Extracted data entries:
******************************
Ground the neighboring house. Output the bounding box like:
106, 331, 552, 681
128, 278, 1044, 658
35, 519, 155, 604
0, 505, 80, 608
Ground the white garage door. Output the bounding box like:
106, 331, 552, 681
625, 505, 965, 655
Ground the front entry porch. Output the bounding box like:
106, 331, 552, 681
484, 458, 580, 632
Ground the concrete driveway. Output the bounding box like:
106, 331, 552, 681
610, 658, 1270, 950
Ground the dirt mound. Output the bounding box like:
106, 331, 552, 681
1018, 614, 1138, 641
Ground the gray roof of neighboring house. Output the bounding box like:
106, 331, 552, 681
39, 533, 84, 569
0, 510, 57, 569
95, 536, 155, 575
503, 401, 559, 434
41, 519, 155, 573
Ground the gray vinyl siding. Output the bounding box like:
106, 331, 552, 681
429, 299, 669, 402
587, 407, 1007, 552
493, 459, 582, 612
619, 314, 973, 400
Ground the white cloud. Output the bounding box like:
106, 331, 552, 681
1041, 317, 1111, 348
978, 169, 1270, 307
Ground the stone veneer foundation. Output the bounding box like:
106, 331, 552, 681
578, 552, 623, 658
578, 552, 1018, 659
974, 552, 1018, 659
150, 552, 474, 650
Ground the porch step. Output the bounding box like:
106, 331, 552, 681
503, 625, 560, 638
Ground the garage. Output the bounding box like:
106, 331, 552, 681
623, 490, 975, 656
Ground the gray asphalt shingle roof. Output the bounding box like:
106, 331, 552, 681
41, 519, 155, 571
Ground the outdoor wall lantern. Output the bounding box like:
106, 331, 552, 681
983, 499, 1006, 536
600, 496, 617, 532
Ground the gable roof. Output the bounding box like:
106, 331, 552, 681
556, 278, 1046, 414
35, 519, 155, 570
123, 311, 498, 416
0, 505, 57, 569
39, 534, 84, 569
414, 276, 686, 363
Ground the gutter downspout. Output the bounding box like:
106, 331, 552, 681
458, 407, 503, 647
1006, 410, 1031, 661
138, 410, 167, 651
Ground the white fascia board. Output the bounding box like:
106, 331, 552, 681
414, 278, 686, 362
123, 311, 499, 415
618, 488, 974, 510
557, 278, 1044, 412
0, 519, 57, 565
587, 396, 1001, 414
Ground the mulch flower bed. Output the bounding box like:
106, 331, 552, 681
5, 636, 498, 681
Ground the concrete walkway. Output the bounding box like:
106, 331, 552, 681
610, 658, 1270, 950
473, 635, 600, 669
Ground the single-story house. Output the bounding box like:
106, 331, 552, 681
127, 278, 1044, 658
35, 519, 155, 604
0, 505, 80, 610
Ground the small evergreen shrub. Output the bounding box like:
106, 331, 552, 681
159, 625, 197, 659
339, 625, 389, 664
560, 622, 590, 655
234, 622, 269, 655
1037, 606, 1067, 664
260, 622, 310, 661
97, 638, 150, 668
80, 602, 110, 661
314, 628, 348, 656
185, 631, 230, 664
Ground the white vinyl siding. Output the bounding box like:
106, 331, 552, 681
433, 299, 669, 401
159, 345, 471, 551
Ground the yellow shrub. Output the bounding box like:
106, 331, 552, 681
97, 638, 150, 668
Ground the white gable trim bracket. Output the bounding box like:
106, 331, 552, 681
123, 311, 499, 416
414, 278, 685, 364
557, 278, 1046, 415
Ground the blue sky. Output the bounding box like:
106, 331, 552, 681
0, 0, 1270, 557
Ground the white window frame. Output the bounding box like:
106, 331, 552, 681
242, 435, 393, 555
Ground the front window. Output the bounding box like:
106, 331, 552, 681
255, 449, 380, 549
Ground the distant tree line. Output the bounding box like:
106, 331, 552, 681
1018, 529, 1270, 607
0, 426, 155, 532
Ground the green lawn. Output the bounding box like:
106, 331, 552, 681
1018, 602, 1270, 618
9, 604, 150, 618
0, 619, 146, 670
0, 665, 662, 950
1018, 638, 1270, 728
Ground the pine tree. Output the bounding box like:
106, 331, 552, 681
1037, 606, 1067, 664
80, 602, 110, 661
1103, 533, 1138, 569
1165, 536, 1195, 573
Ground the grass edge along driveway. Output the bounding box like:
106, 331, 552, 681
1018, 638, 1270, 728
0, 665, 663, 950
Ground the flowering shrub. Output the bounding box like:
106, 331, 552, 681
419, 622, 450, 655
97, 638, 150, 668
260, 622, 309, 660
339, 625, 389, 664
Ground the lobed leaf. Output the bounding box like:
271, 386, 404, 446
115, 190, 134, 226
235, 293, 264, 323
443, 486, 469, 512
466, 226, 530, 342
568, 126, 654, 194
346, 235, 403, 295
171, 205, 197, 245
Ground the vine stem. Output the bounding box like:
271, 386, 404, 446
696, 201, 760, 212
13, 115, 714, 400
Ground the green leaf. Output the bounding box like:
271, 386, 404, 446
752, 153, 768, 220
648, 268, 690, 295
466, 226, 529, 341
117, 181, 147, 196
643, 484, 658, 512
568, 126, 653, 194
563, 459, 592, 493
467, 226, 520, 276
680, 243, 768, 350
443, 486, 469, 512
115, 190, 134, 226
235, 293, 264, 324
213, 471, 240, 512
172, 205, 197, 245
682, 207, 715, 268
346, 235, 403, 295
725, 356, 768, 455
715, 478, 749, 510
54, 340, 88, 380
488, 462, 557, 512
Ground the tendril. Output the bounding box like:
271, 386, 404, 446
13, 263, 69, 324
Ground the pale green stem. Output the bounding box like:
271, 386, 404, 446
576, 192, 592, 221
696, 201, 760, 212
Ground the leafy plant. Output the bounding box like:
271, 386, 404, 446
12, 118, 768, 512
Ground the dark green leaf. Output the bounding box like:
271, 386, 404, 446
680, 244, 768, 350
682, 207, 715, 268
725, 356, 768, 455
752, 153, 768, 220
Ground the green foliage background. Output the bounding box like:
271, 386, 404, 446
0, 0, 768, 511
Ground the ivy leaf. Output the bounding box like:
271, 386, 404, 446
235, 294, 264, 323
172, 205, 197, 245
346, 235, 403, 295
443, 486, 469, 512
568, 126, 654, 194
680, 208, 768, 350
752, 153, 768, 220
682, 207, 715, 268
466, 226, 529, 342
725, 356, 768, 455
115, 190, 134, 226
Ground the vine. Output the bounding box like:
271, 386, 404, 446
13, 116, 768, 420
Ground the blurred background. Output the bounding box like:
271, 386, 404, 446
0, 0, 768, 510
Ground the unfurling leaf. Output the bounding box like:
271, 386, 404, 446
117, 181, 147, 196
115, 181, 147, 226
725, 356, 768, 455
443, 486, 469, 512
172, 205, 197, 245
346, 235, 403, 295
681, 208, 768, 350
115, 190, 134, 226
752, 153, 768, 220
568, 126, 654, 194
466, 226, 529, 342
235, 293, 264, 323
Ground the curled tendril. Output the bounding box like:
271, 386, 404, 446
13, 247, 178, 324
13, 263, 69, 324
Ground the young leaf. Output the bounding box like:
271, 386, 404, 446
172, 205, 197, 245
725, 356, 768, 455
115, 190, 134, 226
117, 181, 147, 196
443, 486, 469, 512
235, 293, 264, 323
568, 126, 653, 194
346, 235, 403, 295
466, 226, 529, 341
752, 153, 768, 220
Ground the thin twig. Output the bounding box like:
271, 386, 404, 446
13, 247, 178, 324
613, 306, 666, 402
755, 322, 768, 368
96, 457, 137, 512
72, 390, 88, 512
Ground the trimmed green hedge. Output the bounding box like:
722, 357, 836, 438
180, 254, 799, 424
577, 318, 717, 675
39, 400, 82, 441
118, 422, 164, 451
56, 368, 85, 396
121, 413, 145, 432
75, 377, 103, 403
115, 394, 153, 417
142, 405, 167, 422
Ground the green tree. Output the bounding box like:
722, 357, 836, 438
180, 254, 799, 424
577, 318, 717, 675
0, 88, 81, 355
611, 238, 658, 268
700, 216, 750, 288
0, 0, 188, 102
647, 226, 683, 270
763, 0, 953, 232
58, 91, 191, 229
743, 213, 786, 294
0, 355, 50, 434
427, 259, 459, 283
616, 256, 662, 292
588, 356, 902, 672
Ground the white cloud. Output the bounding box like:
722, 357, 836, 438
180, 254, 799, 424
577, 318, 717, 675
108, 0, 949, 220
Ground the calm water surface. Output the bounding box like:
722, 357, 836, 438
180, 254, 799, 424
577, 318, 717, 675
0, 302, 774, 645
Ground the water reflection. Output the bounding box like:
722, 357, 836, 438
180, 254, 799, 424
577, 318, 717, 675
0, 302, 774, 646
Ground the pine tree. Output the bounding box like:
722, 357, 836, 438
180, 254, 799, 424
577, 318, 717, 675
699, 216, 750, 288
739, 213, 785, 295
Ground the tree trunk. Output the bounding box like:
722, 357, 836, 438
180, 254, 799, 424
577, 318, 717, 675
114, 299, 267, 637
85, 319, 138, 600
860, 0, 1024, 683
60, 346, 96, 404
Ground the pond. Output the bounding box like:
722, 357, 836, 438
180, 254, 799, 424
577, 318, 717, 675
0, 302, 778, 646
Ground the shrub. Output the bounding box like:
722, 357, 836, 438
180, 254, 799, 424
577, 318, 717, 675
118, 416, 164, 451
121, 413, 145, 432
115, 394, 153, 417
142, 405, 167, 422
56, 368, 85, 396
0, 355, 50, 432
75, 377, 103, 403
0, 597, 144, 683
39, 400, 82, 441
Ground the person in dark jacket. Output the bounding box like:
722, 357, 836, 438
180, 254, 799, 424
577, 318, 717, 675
******************************
[What is asked] Please output the lines from the rows above word for word, beginning at the line that contains "Ground the porch" and stopping after the line that contains "600, 496, 617, 532".

[Result]
Ground the porch step. Output the bounding box like:
106, 331, 552, 681
503, 625, 560, 638
Ground the garage. Output the bounding box like:
106, 331, 552, 681
623, 490, 975, 656
Ground the gray asphalt shingle roof. Output the bounding box like:
106, 331, 552, 681
41, 519, 155, 571
Ground the outdoor wall lantern. Output the bounding box like:
106, 331, 552, 681
983, 499, 1006, 536
600, 496, 617, 532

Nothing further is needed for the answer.